The problem
State how many lines in the rows below contain the string "street". Reply with the number only.

○ ○ ○ ○ ○

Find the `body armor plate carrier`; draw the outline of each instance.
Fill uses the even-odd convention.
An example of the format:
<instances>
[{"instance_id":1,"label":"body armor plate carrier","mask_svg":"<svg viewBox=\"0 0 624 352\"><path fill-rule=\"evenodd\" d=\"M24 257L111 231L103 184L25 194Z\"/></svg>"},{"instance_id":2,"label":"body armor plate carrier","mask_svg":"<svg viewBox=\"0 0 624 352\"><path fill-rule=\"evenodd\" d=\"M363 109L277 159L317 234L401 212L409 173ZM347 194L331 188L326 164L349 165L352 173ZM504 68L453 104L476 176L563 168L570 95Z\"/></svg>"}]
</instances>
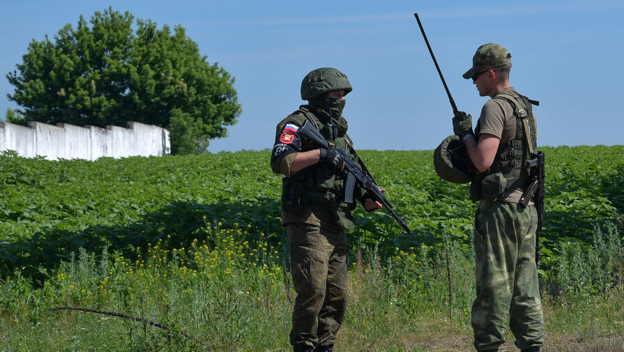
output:
<instances>
[{"instance_id":1,"label":"body armor plate carrier","mask_svg":"<svg viewBox=\"0 0 624 352\"><path fill-rule=\"evenodd\" d=\"M492 166L478 174L471 184L470 197L473 201L501 200L508 191L524 189L529 182L526 161L531 151L537 148L536 124L531 105L538 105L539 102L519 94L515 96L509 93L499 94L493 99L506 101L511 105L516 117L516 135L499 146ZM477 136L480 130L478 123L475 128Z\"/></svg>"}]
</instances>

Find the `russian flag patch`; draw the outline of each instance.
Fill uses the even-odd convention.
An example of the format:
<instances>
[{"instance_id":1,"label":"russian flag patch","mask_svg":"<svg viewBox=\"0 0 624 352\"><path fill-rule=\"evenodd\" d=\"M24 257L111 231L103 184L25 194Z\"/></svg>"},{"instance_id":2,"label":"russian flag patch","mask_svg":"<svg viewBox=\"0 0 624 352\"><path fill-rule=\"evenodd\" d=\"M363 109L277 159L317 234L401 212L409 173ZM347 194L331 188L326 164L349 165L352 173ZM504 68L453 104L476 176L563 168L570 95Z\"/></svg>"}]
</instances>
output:
<instances>
[{"instance_id":1,"label":"russian flag patch","mask_svg":"<svg viewBox=\"0 0 624 352\"><path fill-rule=\"evenodd\" d=\"M287 123L286 127L284 128L284 131L288 131L295 135L297 133L297 130L299 130L299 128L297 127L296 125L293 125L292 123Z\"/></svg>"}]
</instances>

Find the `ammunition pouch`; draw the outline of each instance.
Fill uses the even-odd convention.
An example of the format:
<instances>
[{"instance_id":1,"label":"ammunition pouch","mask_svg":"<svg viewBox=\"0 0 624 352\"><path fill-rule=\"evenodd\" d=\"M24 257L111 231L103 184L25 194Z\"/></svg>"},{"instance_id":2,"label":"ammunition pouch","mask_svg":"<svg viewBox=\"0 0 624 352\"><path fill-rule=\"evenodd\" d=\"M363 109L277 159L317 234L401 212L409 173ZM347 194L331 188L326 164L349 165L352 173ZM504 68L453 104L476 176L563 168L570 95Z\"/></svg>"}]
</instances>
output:
<instances>
[{"instance_id":1,"label":"ammunition pouch","mask_svg":"<svg viewBox=\"0 0 624 352\"><path fill-rule=\"evenodd\" d=\"M479 181L470 185L470 199L494 201L503 195L507 186L507 178L501 172L488 174Z\"/></svg>"}]
</instances>

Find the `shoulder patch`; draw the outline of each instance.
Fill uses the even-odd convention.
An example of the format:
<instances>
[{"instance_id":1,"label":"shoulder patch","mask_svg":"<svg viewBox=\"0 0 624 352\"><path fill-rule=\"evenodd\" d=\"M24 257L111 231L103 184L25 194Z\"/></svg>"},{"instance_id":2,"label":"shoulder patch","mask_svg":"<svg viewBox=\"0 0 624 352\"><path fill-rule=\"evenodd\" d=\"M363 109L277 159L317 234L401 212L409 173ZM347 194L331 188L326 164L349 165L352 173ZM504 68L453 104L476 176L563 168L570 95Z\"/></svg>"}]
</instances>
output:
<instances>
[{"instance_id":1,"label":"shoulder patch","mask_svg":"<svg viewBox=\"0 0 624 352\"><path fill-rule=\"evenodd\" d=\"M290 144L295 140L295 135L299 130L299 126L294 123L287 123L282 131L282 135L280 136L280 141Z\"/></svg>"}]
</instances>

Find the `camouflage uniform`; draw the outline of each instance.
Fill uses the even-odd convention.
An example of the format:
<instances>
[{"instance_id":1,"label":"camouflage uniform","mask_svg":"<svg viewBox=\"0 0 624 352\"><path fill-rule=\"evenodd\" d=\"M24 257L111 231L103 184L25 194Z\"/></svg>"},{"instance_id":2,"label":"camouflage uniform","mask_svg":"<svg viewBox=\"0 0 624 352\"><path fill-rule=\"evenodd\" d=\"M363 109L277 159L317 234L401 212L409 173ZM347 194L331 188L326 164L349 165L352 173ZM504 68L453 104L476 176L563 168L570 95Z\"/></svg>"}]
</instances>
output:
<instances>
[{"instance_id":1,"label":"camouflage uniform","mask_svg":"<svg viewBox=\"0 0 624 352\"><path fill-rule=\"evenodd\" d=\"M290 167L298 153L318 148L297 134L306 121L355 160L342 107L325 99L327 91L342 89L346 95L351 88L347 76L324 68L310 72L301 89L302 99L310 103L277 124L271 154L273 171L283 176L282 224L288 231L297 291L290 342L295 351L331 351L347 307L347 230L355 227L355 206L343 201L342 173L320 162L296 172ZM356 189L354 196L360 199L361 191Z\"/></svg>"},{"instance_id":2,"label":"camouflage uniform","mask_svg":"<svg viewBox=\"0 0 624 352\"><path fill-rule=\"evenodd\" d=\"M511 55L505 48L486 44L477 50L473 68L464 77L510 64ZM538 351L544 342L535 257L538 215L533 203L526 208L518 204L528 185L524 166L528 143L536 146L532 102L513 88L505 88L484 105L475 129L477 138L487 133L500 139L492 166L471 185L471 199L480 201L474 232L477 298L471 312L478 351L497 350L505 342L508 319L515 344L522 351Z\"/></svg>"}]
</instances>

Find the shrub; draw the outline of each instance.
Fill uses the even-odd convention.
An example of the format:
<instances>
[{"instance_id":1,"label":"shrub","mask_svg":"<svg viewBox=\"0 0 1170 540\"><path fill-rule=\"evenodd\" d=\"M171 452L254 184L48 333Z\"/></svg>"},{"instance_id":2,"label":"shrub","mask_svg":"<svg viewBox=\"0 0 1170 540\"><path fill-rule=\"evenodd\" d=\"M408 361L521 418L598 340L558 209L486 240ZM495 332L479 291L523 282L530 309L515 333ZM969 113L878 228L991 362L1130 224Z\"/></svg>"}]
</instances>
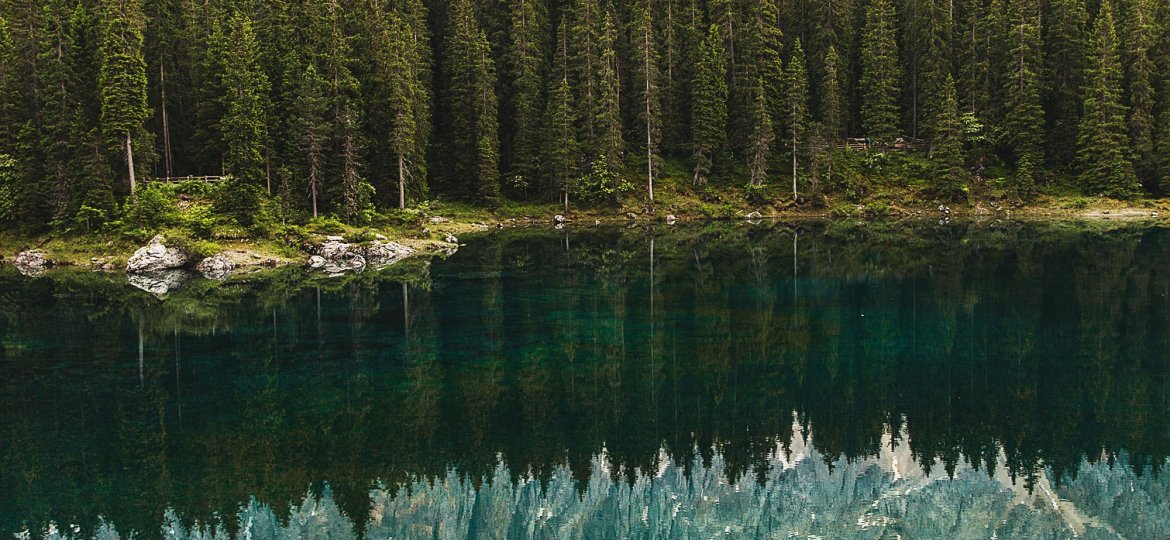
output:
<instances>
[{"instance_id":1,"label":"shrub","mask_svg":"<svg viewBox=\"0 0 1170 540\"><path fill-rule=\"evenodd\" d=\"M618 196L633 189L634 186L613 171L605 157L601 157L593 161L589 173L577 179L573 195L589 203L617 202Z\"/></svg>"}]
</instances>

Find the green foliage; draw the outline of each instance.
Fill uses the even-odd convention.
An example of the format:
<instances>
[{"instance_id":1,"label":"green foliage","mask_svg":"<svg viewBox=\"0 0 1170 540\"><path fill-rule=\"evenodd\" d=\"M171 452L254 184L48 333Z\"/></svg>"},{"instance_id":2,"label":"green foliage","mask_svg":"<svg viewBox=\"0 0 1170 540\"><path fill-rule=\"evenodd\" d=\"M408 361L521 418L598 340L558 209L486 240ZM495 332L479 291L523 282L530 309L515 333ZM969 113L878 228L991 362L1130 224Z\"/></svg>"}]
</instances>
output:
<instances>
[{"instance_id":1,"label":"green foliage","mask_svg":"<svg viewBox=\"0 0 1170 540\"><path fill-rule=\"evenodd\" d=\"M0 223L16 217L16 160L7 154L0 154Z\"/></svg>"},{"instance_id":2,"label":"green foliage","mask_svg":"<svg viewBox=\"0 0 1170 540\"><path fill-rule=\"evenodd\" d=\"M893 0L874 0L866 11L861 37L861 126L879 144L899 134L899 64Z\"/></svg>"},{"instance_id":3,"label":"green foliage","mask_svg":"<svg viewBox=\"0 0 1170 540\"><path fill-rule=\"evenodd\" d=\"M727 61L723 56L723 37L715 25L707 30L707 37L700 46L690 122L695 160L693 182L702 186L715 167L722 165L727 153Z\"/></svg>"},{"instance_id":4,"label":"green foliage","mask_svg":"<svg viewBox=\"0 0 1170 540\"><path fill-rule=\"evenodd\" d=\"M1080 181L1093 194L1130 198L1138 193L1141 185L1130 160L1117 33L1109 0L1101 4L1089 50L1092 55L1085 71L1085 116L1076 150Z\"/></svg>"},{"instance_id":5,"label":"green foliage","mask_svg":"<svg viewBox=\"0 0 1170 540\"><path fill-rule=\"evenodd\" d=\"M619 172L610 166L603 155L593 161L589 173L577 179L573 185L574 195L589 203L614 202L620 195L634 191Z\"/></svg>"},{"instance_id":6,"label":"green foliage","mask_svg":"<svg viewBox=\"0 0 1170 540\"><path fill-rule=\"evenodd\" d=\"M212 194L215 212L232 217L246 228L252 227L260 217L264 198L263 188L238 178L220 182Z\"/></svg>"}]
</instances>

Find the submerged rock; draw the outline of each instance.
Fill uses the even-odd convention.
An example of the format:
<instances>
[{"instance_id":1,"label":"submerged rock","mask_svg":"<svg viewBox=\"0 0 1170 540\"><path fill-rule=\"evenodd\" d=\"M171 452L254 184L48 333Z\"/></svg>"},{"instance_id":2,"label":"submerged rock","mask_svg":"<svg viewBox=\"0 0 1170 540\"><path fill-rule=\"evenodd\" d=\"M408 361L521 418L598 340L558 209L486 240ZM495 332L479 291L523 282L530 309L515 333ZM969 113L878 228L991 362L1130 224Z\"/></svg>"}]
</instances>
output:
<instances>
[{"instance_id":1,"label":"submerged rock","mask_svg":"<svg viewBox=\"0 0 1170 540\"><path fill-rule=\"evenodd\" d=\"M186 270L157 270L130 274L128 278L131 285L161 298L187 283L187 279L191 279L191 272Z\"/></svg>"},{"instance_id":2,"label":"submerged rock","mask_svg":"<svg viewBox=\"0 0 1170 540\"><path fill-rule=\"evenodd\" d=\"M12 262L20 274L26 276L39 276L43 274L49 266L53 265L48 258L44 258L44 252L39 249L32 249L28 251L21 251L16 255L16 258Z\"/></svg>"},{"instance_id":3,"label":"submerged rock","mask_svg":"<svg viewBox=\"0 0 1170 540\"><path fill-rule=\"evenodd\" d=\"M208 279L226 279L235 270L235 263L227 255L218 254L200 261L195 270Z\"/></svg>"},{"instance_id":4,"label":"submerged rock","mask_svg":"<svg viewBox=\"0 0 1170 540\"><path fill-rule=\"evenodd\" d=\"M166 240L161 235L154 236L150 245L139 248L126 261L126 271L130 274L157 272L160 270L174 270L186 266L191 257L179 248L167 248Z\"/></svg>"}]
</instances>

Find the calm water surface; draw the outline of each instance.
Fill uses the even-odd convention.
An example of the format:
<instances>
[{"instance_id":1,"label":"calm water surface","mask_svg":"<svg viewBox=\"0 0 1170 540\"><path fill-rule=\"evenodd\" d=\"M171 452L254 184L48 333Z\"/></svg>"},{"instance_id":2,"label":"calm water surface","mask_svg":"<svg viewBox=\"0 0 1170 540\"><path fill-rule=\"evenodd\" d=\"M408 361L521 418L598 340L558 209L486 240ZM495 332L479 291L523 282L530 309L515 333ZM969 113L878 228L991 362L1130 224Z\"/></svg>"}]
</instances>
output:
<instances>
[{"instance_id":1,"label":"calm water surface","mask_svg":"<svg viewBox=\"0 0 1170 540\"><path fill-rule=\"evenodd\" d=\"M1170 538L1170 231L503 231L0 269L0 535Z\"/></svg>"}]
</instances>

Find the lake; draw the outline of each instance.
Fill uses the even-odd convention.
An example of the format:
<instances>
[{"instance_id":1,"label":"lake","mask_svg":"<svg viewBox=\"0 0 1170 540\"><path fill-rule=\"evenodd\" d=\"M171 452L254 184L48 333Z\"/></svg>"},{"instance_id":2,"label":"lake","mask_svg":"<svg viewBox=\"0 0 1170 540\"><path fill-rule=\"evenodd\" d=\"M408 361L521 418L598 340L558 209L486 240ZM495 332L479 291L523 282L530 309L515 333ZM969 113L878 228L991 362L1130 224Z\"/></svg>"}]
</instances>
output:
<instances>
[{"instance_id":1,"label":"lake","mask_svg":"<svg viewBox=\"0 0 1170 540\"><path fill-rule=\"evenodd\" d=\"M515 229L0 268L0 535L1170 538L1170 230Z\"/></svg>"}]
</instances>

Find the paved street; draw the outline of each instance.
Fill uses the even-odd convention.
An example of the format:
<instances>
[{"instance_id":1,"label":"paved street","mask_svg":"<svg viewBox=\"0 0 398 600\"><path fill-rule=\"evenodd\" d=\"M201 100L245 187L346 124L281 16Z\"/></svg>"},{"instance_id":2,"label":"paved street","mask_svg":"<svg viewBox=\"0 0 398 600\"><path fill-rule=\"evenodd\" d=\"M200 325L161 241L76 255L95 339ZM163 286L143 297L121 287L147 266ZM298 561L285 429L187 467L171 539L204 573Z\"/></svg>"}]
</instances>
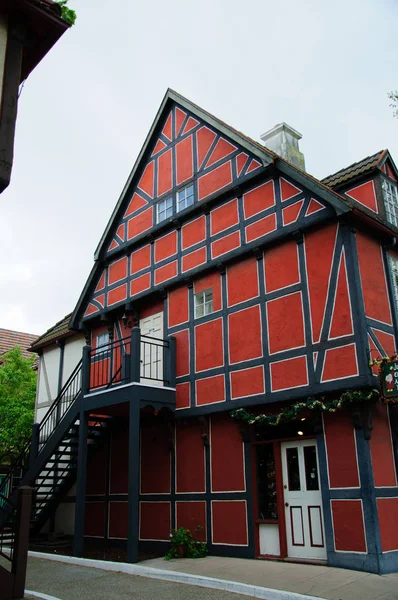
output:
<instances>
[{"instance_id":1,"label":"paved street","mask_svg":"<svg viewBox=\"0 0 398 600\"><path fill-rule=\"evenodd\" d=\"M29 558L26 589L61 600L237 600L238 594ZM29 596L27 596L29 598Z\"/></svg>"}]
</instances>

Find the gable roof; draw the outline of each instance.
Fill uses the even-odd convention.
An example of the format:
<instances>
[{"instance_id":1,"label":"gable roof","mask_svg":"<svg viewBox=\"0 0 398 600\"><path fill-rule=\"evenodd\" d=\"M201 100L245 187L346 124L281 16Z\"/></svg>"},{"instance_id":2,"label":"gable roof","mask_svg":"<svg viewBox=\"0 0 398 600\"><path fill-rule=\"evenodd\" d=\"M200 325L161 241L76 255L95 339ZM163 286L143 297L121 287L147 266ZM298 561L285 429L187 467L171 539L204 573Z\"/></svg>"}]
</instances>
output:
<instances>
[{"instance_id":1,"label":"gable roof","mask_svg":"<svg viewBox=\"0 0 398 600\"><path fill-rule=\"evenodd\" d=\"M43 335L34 337L34 340L31 341L31 346L29 350L34 352L43 346L47 346L47 344L59 340L60 338L66 337L68 335L72 335L72 331L69 329L69 321L72 316L72 313L66 315L63 319L55 323L50 329L47 329Z\"/></svg>"},{"instance_id":2,"label":"gable roof","mask_svg":"<svg viewBox=\"0 0 398 600\"><path fill-rule=\"evenodd\" d=\"M0 356L15 348L21 347L21 353L24 358L30 358L28 348L37 339L37 335L24 333L22 331L13 331L12 329L0 329Z\"/></svg>"},{"instance_id":3,"label":"gable roof","mask_svg":"<svg viewBox=\"0 0 398 600\"><path fill-rule=\"evenodd\" d=\"M368 171L372 171L373 169L380 167L386 153L387 150L380 150L372 156L367 156L358 162L352 163L352 165L349 165L344 169L340 169L340 171L337 171L337 173L333 173L332 175L324 177L321 179L321 182L329 187L334 187L345 183L346 181L349 181L358 175L363 175Z\"/></svg>"}]
</instances>

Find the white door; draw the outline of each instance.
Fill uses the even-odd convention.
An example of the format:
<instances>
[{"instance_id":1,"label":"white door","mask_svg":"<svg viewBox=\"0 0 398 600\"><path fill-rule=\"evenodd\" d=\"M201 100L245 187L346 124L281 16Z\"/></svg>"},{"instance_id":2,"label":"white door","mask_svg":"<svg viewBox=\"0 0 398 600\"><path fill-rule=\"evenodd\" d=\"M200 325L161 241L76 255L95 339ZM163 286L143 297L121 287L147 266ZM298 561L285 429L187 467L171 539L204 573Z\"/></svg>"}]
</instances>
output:
<instances>
[{"instance_id":1,"label":"white door","mask_svg":"<svg viewBox=\"0 0 398 600\"><path fill-rule=\"evenodd\" d=\"M288 556L326 559L316 441L283 442L281 450Z\"/></svg>"},{"instance_id":2,"label":"white door","mask_svg":"<svg viewBox=\"0 0 398 600\"><path fill-rule=\"evenodd\" d=\"M163 312L141 319L140 329L141 383L163 385Z\"/></svg>"}]
</instances>

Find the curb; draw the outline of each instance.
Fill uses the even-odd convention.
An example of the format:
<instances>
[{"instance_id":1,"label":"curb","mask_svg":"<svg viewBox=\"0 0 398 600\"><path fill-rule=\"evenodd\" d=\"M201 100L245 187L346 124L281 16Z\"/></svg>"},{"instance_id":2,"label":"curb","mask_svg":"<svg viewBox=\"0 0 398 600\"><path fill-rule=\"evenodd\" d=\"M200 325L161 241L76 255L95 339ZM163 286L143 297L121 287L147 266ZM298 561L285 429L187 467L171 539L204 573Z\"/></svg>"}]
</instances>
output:
<instances>
[{"instance_id":1,"label":"curb","mask_svg":"<svg viewBox=\"0 0 398 600\"><path fill-rule=\"evenodd\" d=\"M167 569L153 569L152 567L144 567L137 564L119 563L105 560L92 560L89 558L77 558L75 556L62 556L55 554L44 554L42 552L29 552L29 556L33 558L41 558L45 560L53 560L55 562L77 565L80 567L91 567L93 569L101 569L103 571L113 571L115 573L126 573L127 575L137 575L139 577L148 577L151 579L162 579L164 581L173 581L174 583L185 583L188 585L196 585L214 590L222 590L235 594L243 594L244 596L252 596L254 598L262 598L263 600L324 600L315 596L307 596L306 594L297 594L296 592L288 592L284 590L275 590L264 588L257 585L240 583L238 581L229 581L226 579L216 579L215 577L205 577L203 575L191 575L190 573L182 573L181 571L169 571ZM44 600L54 600L53 596L39 595L37 592L26 593L36 595ZM59 600L59 599L55 599Z\"/></svg>"}]
</instances>

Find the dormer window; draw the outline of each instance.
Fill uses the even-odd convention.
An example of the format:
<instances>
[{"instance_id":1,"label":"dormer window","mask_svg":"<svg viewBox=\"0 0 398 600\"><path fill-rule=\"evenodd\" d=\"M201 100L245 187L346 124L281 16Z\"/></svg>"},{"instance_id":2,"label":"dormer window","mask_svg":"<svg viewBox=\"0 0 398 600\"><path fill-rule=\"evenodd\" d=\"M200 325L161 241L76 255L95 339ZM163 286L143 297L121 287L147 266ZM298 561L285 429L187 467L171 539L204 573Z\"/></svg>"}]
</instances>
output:
<instances>
[{"instance_id":1,"label":"dormer window","mask_svg":"<svg viewBox=\"0 0 398 600\"><path fill-rule=\"evenodd\" d=\"M387 221L398 227L398 191L397 186L387 179L381 182Z\"/></svg>"},{"instance_id":2,"label":"dormer window","mask_svg":"<svg viewBox=\"0 0 398 600\"><path fill-rule=\"evenodd\" d=\"M192 206L193 204L193 185L188 185L183 190L177 192L177 212Z\"/></svg>"}]
</instances>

○ ○ ○ ○ ○

Answer in full
3